* **Exercise aim**
Extract the full set of records, then give each one again exactly.

-- Data follows --

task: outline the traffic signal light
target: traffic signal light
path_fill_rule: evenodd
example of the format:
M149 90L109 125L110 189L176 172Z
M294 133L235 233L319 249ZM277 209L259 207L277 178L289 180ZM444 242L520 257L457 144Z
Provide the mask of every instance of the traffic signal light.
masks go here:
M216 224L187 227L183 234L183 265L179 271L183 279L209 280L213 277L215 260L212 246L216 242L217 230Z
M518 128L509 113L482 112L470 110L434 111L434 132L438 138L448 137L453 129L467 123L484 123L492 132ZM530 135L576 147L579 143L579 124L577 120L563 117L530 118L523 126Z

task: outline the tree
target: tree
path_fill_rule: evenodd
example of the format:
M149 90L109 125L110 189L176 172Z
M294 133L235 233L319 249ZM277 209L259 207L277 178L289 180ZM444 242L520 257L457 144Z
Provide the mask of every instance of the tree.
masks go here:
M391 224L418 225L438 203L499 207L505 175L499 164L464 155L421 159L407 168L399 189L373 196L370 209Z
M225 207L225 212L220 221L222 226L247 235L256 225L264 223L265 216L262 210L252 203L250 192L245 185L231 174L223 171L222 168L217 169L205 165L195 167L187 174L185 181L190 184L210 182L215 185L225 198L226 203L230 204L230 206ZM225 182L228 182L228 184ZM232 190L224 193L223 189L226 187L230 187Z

-- Data concluded --

* **Solution for this exercise**
task: outline the traffic signal light
target: traffic signal light
path_fill_rule: evenodd
example of the format:
M149 90L109 125L110 189L176 172Z
M294 133L235 233L319 249ZM277 209L259 207L277 178L289 180ZM444 242L520 257L457 144Z
Provide the mask of every instance of the traffic signal light.
masks go here:
M216 224L187 227L183 234L183 265L179 271L183 279L209 280L213 277L215 260L212 246L216 242L217 230Z
M518 128L509 113L482 112L470 110L434 111L434 132L438 138L448 137L453 129L467 123L484 123L492 132ZM530 135L576 147L579 143L579 124L577 120L563 117L530 118L523 126Z

task: outline the tree
target: tree
path_fill_rule: evenodd
example of the format:
M149 90L109 125L110 189L176 172Z
M294 133L235 233L319 249ZM277 209L259 207L277 178L289 180ZM444 242L520 257L457 144Z
Provide the mask of every instance of the tree.
masks go here:
M391 224L418 225L438 203L499 207L505 175L499 164L464 155L421 159L407 168L399 189L373 196L370 209Z
M225 207L225 212L220 221L222 226L247 235L256 225L264 223L265 216L262 210L252 203L250 192L245 185L231 174L223 171L222 168L217 169L205 165L195 167L187 174L185 181L190 184L210 182L215 185L225 198L226 203L230 204L230 206ZM225 182L228 182L228 184ZM232 190L224 193L223 189L226 187L230 187Z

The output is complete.